Exercise goal:
What lines of the material below include the string "building"? Copy all of them.

Working data:
▼

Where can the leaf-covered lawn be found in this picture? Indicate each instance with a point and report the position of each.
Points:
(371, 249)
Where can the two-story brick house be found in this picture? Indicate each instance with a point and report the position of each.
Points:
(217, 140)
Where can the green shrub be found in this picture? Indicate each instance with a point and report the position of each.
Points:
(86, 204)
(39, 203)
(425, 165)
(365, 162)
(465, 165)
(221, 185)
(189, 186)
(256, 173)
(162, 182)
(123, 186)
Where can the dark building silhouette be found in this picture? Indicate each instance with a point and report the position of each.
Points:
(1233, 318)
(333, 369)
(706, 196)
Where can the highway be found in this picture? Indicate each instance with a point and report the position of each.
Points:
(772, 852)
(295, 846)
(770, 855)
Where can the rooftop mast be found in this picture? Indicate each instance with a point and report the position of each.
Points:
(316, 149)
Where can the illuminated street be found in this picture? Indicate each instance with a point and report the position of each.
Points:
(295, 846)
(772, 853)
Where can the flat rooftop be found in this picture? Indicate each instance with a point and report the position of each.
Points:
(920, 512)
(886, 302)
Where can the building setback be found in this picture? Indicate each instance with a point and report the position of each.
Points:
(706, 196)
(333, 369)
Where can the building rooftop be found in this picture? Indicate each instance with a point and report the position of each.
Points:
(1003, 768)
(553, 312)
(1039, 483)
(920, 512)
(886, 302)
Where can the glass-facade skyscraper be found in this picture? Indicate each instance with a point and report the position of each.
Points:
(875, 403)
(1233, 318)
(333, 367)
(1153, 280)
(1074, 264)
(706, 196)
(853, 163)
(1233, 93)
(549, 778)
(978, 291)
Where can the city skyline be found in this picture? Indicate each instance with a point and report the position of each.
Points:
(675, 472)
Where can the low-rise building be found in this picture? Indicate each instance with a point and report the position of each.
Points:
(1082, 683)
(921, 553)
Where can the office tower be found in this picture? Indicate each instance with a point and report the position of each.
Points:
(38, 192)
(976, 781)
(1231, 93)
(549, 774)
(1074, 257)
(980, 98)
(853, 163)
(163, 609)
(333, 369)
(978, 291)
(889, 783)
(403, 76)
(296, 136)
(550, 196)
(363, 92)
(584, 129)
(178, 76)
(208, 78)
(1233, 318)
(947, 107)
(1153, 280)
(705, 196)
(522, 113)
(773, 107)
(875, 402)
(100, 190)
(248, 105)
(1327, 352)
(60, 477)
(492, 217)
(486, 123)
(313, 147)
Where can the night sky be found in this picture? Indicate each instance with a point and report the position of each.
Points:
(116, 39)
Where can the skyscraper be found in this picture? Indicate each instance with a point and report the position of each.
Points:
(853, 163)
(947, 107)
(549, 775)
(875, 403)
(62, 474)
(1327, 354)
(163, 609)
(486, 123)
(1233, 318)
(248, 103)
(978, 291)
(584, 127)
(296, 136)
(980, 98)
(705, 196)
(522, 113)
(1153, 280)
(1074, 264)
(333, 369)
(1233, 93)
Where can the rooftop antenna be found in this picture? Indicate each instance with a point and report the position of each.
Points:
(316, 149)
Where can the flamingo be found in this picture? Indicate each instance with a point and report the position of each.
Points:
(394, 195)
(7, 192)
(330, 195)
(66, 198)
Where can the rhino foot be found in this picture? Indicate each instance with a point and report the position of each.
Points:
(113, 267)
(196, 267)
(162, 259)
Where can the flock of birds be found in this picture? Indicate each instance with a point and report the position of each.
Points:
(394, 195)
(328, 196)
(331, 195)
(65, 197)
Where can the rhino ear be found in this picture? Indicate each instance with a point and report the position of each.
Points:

▲

Answer space:
Where can the dark building silhouette be found in this picture? Indicate each instance with a point and report the position of each.
Where can the building setback be found in this picture? Indicate each instance with a point and report the position of each.
Where can the building rooftop be found in this picture? Indicate each instance with a point and report the position of each.
Where can the low-rise building be found in this picture? Indicate each instance with a point and report the position of each.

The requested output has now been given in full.